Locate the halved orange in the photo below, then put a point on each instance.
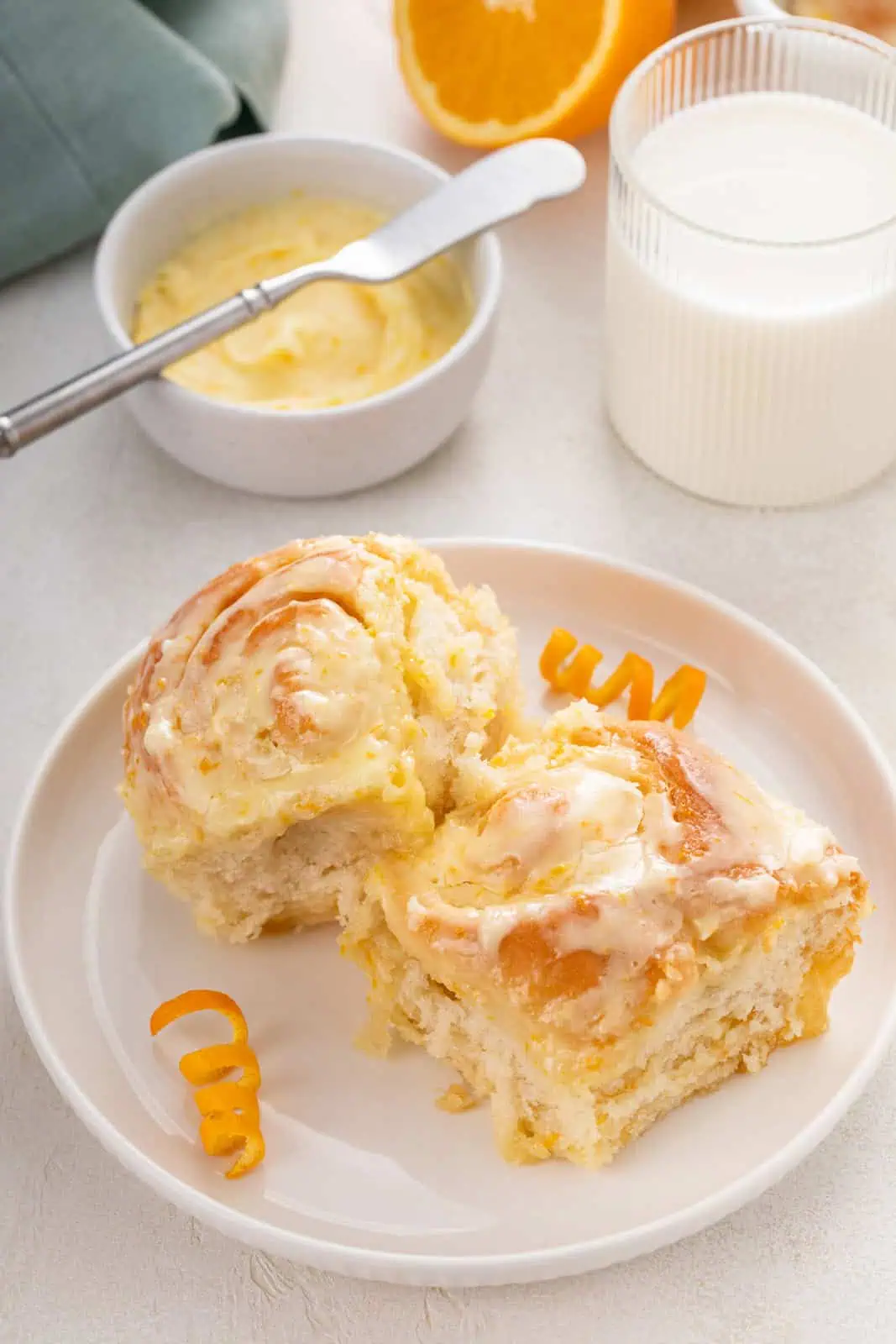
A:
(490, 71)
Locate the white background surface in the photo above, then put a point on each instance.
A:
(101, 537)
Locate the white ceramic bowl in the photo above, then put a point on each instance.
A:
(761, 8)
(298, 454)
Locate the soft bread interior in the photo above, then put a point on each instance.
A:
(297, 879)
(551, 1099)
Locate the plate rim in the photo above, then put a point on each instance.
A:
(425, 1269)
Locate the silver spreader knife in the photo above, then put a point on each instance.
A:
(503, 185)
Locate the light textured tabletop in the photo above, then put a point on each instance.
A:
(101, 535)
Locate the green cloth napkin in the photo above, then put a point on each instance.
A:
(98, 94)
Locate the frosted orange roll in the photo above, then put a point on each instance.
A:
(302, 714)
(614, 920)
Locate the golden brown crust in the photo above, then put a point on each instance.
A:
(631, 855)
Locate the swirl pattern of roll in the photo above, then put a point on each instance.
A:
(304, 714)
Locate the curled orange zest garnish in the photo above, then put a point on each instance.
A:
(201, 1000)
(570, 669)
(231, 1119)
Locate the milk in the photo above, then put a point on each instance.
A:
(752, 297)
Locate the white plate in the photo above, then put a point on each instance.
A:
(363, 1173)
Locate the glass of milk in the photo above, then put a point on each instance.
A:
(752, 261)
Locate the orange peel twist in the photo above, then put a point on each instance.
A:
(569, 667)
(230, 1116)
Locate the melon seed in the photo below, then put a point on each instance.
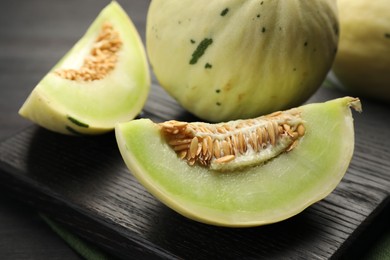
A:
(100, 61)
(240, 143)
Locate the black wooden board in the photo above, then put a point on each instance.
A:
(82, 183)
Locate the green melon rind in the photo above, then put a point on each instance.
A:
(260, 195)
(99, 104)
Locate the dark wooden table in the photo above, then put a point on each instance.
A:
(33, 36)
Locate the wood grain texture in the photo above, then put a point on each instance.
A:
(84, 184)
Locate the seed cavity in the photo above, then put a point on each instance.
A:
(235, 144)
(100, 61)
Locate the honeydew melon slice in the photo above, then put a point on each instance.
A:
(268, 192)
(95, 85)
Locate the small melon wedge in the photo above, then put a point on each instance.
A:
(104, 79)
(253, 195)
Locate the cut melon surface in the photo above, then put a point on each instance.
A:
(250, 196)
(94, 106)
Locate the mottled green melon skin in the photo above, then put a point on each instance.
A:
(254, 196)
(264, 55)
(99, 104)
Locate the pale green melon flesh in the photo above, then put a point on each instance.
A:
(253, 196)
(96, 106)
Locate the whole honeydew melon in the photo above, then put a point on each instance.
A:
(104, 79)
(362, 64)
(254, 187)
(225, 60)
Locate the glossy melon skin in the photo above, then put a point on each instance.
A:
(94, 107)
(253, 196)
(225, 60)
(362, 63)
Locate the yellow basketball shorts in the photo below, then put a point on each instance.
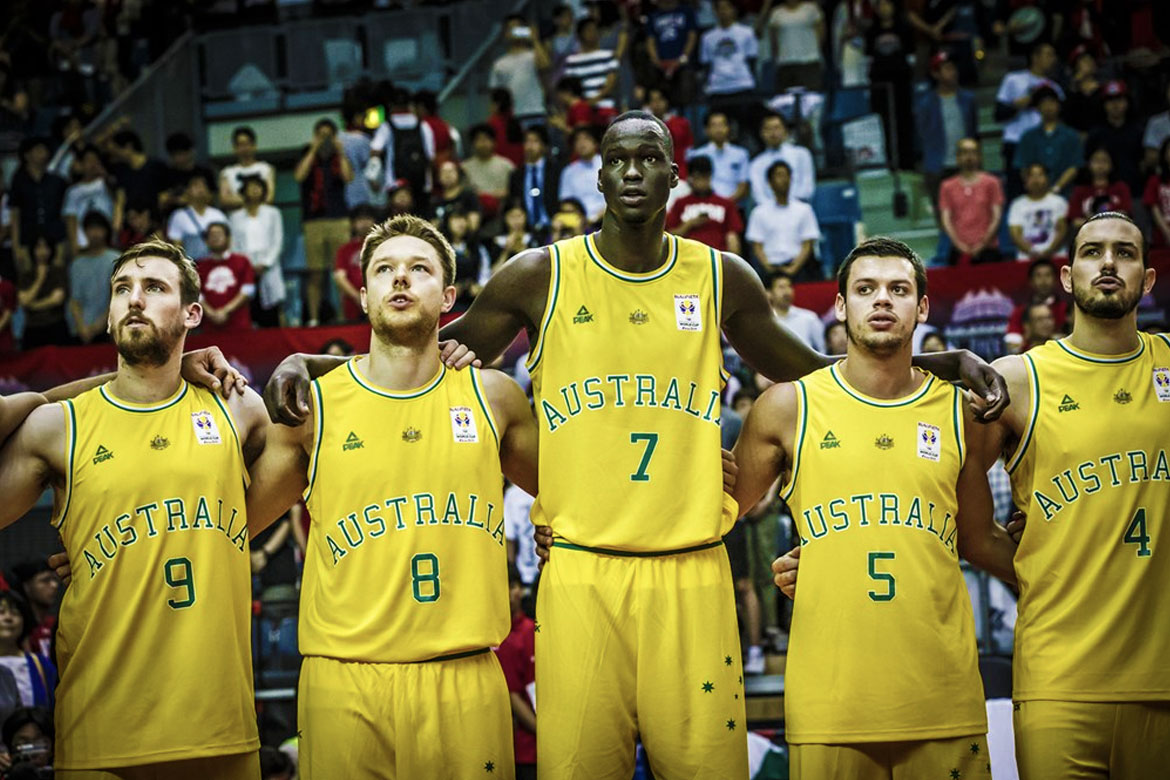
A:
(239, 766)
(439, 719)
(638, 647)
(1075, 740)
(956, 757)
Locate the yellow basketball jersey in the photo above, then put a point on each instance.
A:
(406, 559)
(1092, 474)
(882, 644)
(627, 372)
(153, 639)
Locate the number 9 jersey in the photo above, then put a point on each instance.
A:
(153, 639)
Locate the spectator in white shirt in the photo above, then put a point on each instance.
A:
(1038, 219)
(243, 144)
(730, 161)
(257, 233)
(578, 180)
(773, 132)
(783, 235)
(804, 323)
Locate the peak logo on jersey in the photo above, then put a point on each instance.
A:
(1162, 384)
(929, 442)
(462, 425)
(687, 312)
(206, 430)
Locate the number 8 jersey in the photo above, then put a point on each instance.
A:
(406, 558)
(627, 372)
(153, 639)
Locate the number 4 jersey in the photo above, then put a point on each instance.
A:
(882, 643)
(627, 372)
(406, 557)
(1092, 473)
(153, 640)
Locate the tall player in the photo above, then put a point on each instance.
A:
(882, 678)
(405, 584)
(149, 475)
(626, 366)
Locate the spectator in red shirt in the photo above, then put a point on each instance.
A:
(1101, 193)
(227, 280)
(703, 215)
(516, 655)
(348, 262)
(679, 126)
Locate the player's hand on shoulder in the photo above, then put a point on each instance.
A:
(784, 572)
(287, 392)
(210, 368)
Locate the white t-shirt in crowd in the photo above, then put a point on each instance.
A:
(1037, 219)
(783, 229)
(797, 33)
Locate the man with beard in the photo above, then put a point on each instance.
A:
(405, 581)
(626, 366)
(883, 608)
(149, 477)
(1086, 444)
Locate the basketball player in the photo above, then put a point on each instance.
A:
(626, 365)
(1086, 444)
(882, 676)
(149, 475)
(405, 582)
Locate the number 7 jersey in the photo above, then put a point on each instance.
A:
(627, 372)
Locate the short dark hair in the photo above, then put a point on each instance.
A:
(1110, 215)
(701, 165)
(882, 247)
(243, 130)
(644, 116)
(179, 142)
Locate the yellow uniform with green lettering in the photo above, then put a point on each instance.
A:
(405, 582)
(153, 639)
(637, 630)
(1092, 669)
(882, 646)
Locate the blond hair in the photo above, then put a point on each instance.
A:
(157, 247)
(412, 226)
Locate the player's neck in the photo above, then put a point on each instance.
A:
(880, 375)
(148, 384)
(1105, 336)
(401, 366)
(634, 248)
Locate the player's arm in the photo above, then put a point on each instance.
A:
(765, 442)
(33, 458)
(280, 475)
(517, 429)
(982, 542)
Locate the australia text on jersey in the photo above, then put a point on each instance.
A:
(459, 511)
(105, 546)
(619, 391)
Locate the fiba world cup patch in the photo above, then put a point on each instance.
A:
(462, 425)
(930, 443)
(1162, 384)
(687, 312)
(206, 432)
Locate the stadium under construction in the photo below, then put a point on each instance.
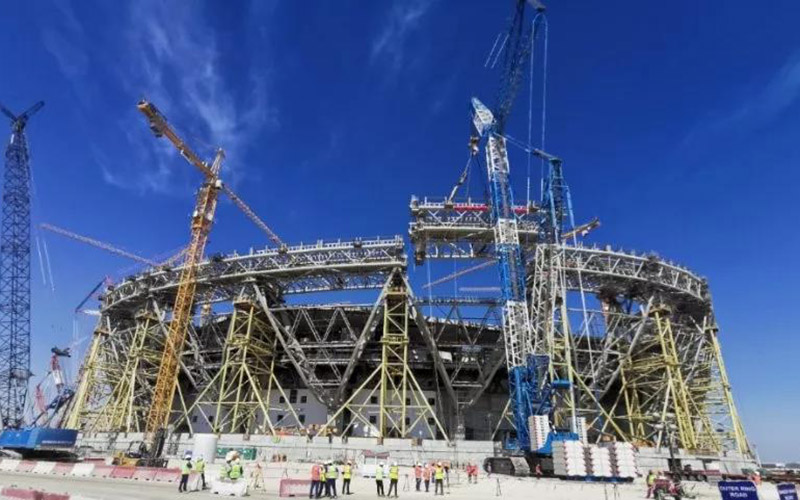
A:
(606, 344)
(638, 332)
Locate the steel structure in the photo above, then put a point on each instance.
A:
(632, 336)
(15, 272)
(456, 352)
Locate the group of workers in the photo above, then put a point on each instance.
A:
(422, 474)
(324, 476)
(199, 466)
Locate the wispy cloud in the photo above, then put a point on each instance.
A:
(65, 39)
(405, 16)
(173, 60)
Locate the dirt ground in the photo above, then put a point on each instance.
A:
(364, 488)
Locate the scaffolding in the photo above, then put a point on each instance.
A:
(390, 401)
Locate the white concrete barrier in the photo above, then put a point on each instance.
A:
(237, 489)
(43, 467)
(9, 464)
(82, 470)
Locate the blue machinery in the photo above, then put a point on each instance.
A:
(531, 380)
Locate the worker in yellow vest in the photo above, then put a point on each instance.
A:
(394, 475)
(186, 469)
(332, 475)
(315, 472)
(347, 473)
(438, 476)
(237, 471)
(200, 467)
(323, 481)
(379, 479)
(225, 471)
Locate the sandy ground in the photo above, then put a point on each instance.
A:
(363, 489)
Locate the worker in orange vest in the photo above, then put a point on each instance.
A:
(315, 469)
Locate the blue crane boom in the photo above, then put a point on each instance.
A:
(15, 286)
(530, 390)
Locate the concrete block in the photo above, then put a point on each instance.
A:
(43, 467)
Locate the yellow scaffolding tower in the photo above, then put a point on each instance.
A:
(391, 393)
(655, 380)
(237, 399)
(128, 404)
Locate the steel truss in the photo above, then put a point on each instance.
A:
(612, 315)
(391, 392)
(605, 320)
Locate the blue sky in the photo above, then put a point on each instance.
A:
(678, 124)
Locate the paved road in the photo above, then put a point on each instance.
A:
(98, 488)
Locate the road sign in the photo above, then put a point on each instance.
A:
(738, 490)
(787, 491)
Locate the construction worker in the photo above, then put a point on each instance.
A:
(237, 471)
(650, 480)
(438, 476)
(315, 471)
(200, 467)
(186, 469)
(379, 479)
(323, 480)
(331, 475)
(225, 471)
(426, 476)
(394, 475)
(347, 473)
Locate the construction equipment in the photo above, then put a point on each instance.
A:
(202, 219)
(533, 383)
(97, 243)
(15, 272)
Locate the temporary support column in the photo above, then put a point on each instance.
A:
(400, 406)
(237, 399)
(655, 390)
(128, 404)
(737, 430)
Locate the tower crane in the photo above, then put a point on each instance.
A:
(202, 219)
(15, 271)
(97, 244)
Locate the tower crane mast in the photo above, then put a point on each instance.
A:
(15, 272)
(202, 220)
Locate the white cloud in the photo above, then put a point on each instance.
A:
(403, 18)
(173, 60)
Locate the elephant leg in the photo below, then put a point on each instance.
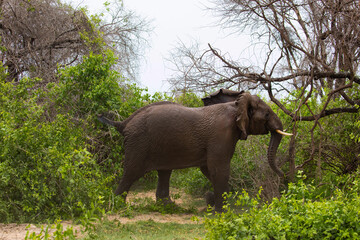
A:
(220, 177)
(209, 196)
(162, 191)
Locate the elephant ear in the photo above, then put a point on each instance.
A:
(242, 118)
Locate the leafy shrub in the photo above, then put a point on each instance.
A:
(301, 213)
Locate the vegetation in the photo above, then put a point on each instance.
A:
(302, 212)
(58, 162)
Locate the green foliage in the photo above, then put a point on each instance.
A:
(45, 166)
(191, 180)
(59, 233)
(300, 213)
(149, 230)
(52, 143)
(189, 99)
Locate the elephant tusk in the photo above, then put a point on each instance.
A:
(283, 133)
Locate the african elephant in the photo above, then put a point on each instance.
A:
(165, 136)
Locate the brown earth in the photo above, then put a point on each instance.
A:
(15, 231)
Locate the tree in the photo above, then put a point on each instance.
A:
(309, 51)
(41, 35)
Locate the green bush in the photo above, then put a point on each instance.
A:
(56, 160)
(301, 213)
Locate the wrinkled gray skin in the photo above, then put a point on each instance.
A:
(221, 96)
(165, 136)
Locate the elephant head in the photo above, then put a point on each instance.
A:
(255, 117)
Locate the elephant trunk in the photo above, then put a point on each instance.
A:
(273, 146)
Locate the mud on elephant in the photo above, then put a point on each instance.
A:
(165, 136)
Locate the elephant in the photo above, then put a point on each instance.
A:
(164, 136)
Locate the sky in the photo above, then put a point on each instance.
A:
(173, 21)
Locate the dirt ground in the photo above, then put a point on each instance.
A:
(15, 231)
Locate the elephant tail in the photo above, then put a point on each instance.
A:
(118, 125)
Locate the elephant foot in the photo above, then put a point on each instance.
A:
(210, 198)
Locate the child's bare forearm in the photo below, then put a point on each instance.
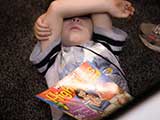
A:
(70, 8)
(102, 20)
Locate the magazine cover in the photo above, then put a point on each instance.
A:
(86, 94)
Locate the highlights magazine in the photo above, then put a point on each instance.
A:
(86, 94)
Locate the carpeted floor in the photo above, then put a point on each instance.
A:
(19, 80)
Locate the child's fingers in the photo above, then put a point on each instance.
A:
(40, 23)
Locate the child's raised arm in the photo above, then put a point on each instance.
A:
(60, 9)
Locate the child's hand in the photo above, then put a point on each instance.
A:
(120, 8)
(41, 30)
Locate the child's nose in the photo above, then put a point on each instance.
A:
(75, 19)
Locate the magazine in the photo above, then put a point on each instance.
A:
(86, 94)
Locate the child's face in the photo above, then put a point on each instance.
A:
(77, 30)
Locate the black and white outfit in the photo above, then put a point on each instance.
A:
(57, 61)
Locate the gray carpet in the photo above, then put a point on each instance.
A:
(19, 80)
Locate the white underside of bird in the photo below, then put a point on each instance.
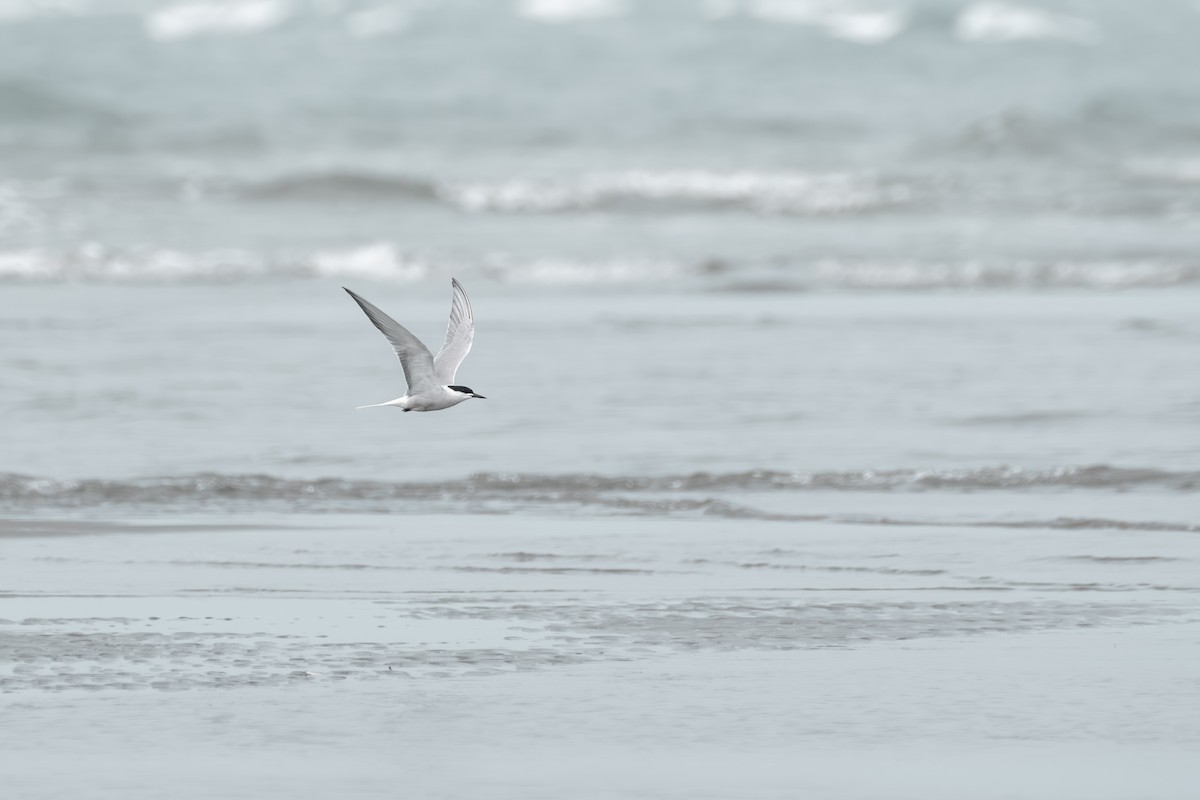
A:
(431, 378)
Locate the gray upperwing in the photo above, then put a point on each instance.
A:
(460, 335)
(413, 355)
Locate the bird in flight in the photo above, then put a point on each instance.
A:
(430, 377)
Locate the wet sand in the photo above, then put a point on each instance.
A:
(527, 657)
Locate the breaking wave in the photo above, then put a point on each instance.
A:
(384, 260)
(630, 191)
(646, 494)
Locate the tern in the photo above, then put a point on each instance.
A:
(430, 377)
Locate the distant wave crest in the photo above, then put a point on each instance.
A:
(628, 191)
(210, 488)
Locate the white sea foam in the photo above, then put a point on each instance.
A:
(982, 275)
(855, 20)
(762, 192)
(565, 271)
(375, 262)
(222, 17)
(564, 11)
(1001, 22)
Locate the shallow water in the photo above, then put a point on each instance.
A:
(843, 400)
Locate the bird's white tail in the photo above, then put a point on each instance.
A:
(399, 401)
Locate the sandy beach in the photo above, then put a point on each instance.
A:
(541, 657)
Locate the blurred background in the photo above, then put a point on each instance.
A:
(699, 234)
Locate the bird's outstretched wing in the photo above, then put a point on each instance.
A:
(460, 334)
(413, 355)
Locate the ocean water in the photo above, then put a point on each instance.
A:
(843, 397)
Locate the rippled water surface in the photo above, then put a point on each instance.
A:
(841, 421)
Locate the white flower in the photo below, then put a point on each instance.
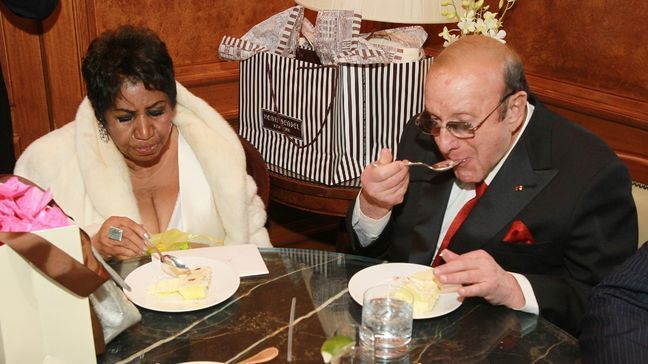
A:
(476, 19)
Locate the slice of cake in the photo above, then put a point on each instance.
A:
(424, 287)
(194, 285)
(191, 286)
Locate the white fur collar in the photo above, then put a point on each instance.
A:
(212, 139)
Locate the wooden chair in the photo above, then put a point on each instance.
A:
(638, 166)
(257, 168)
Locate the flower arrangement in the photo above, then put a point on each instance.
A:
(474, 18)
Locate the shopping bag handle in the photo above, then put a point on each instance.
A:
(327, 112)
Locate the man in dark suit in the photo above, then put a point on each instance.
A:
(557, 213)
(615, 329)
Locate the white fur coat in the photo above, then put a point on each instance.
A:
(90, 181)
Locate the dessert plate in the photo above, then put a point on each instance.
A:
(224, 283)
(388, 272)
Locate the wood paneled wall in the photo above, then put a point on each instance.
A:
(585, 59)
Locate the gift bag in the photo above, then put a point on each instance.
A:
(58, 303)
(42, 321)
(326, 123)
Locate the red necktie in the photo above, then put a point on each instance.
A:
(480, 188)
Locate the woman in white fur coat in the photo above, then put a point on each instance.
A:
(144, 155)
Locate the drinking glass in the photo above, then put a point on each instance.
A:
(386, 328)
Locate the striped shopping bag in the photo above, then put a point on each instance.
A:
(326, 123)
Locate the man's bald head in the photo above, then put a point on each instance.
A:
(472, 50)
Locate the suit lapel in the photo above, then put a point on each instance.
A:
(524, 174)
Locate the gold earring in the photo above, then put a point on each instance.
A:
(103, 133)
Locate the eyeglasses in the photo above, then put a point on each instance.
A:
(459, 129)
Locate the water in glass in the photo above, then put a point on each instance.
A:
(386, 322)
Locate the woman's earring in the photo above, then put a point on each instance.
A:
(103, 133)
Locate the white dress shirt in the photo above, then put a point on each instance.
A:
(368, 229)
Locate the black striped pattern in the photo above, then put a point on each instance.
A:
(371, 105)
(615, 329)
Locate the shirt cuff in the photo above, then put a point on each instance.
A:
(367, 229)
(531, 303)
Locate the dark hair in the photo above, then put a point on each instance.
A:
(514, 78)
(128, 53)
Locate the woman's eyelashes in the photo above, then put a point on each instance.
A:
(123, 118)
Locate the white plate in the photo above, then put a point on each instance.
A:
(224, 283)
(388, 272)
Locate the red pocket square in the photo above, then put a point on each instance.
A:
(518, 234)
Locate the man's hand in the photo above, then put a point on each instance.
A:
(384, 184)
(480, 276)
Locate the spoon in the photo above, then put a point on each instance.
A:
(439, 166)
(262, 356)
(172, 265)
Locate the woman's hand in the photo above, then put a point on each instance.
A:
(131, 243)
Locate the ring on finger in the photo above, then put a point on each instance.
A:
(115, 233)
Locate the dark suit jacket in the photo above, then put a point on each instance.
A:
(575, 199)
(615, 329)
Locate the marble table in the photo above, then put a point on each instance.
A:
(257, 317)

▶ _Your goal_:
Starting with the line containing "Locate the man's hand" and going on through the end of the records, reproduce only those lines, requests included, and rescale every point coordinate in the answers by multiplying it by 1.75 and rounding to a whole number, with halves rounded up.

▶ _Exercise solution_:
Locate the man's hand in the photo above, then put a point on each instance.
A:
(672, 322)
(840, 483)
Locate the spoon in the photo above, then put a point on each instance.
A:
(768, 291)
(459, 623)
(301, 464)
Locate the woman's hand in the photo above, then put a point on each instance.
A:
(229, 425)
Locate the ring on finger in the photo above, then put a point on each instance.
A:
(201, 408)
Locate the dark suit jacket in the photo above, then put a point on each instance.
A:
(1006, 348)
(1076, 576)
Locate the marble table in the photo above, then put a point on each instance.
A:
(450, 555)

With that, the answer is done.